SOURCE TEXT: Begin

The old English hunters report that foxes are full of Fleas, and they tell the following queer story how they get rid of them: “The fox,” say they, as recorded by Mouffet, “gathers some handfuls of wool from thorns and briars, and wrapping it up, he holds it fast in his mouth, then goes by degrees into a cold river, and dipping himself close by little and little, when he finds that all the Fleas are crept so high as his head for fear of drowning, and so for shelter crept into the wool, he barks and spits out the wool, full of Fleas, and so very froliquely being delivered from their molestation, he swims to land.”[1035]
Ramsay thus alludes to this story:
Then sure the lasses, and ilk gaping coof, Wad rin about him, and had out their loof. _M._ As fast as fleas skip to the tale of woo, Whilk slee Tod Lowrie (the fox) hads without his mow, When he to drown them, and his hips to cool, In summer days slides backward in a pool.[1036]
Preceding this story, Mouffet makes the following observations: “The lesser, leaner, and younger they are, the sharper they bite, the fat ones being more inclined to tickle and play; and then are not the least plague, especially when in greater numbers, since they molest men that are sleeping, and trouble wearied and sick persons; from whom they escape by skipping; for as soon as they find they are arraigned to die, and feel the finger coming, on a sudden they are gone, and leap here and there, and so escape the danger; but so soon as day breaks, they forsake the bed. They then creep into the rough blankets, or hide themselves in rushes and dust, lying in ambush for pigeons, hens, and other birds, also for men and dogs, moles and mice, and vex such as passe by.”[1037]
It is frequently affirmed that asses are never troubled with Fleas or other vermin; and, among the superstitious, it is said that it is all owing to the riding of Christ upon one of these animals.[1038]
Willsford, in his Nature’s Secrets, printed 1658, p. 130, says: “The little sable beast (called a _Flea_), if much thirsting after blood, it argues rain.”[1039]
It is related that the Devil, teasing St. Domingo in the shape of a Flea, skipped upon his book, when the saint fixed him as a mark where he left off, and continued to use him so through the volume.[1040]
Fleas infesting beds were attributed to the envy of the Devil.[1041]
Giles Fletcher says that Iwan Yasilowich sent to the City of Moscow to provide for him a measure full of Fleas for a medicine. They answered that it was impossible, and if they could get them, yet they could not measure them because of their leaping out. Upon which he set a mulct upon the city of seven thousand rubles.[1042]
We read in Purchas’s Pilgrims that the Jews were not permitted to burn Fleas in the flame of their lamps on Sabbath evenings.[1043]
The muscular power of the Flea is so great that it can leap to the distance of two hundred times its own length, which will appear the more surprising when we consider that a man, were he endowed with equal strength and agility, would be able to leap between three and four hundred yards. Aristophanes, in his usual licentious way, ridicules the great Socrates for his pretended experiments on this great muscular power:
_Disciple._ That were not lawful to reveal to strangers.

SOURCE TEXT: End
RAW DATA: Begin

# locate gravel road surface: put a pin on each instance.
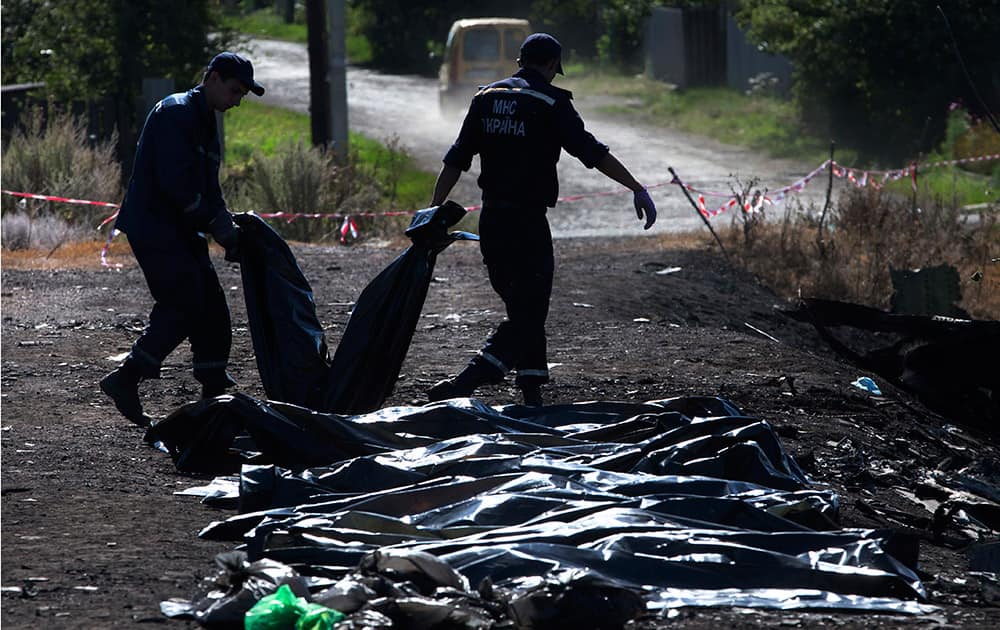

RAW DATA: End

→ WORK TO BE COMPLETED
Can you carry the passage on flea lore forward from its last line? The material has no connection to the passage on flea lore.

→ RESULT
_Strepsiades._ Speak boldly then as to a fellow-student; For therefore am I come.
_Disc._ Then I will speak; But set it down among our mysteries. It is a question put to Chærophon By our great master Socrates to answer, How many of his own lengths at a spring A Flea can hop; for one by chance had skipp’d Straight from the brow of Chærophon to th’ head Of Socrates.
_Streps._ And how did then the sage Contrive to measure this?